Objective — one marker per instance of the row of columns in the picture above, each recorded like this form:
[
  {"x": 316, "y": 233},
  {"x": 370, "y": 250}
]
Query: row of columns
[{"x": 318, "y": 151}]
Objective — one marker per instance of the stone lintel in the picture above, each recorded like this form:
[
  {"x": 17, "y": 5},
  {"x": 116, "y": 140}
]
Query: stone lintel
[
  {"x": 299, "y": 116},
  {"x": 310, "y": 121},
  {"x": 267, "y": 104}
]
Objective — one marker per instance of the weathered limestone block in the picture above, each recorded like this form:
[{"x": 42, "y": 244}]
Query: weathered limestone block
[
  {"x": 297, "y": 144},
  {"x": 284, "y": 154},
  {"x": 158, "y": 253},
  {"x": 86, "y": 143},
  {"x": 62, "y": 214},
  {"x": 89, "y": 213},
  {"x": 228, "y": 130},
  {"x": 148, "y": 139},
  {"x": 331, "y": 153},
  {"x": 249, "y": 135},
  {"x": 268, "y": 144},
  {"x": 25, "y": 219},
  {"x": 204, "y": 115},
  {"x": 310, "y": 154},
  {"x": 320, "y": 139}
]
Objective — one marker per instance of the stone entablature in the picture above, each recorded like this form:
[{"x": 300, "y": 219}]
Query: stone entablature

* * *

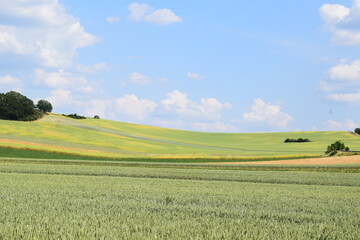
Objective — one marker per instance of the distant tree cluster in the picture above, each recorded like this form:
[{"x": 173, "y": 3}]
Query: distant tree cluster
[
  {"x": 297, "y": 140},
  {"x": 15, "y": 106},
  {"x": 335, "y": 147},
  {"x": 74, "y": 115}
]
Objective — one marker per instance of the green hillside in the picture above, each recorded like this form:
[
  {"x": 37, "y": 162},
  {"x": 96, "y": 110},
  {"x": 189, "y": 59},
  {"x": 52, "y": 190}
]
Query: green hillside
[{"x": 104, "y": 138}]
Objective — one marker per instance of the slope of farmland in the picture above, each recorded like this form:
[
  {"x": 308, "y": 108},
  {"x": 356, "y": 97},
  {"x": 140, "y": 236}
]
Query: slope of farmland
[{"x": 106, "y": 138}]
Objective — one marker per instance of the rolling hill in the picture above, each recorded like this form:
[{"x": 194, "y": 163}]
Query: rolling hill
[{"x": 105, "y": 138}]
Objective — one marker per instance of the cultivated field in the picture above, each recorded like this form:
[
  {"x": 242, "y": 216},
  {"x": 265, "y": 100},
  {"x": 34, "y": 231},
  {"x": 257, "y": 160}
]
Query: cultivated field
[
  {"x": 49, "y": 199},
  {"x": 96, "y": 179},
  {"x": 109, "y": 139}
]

**TASK REQUIREMENTS**:
Pick every line containing the word "entablature" out of the material, and copy those lines.

**PROBLEM SOLUTION**:
Objective — one marker per instance of the stone entablature in the picture above, each recorded like this form:
Query: stone entablature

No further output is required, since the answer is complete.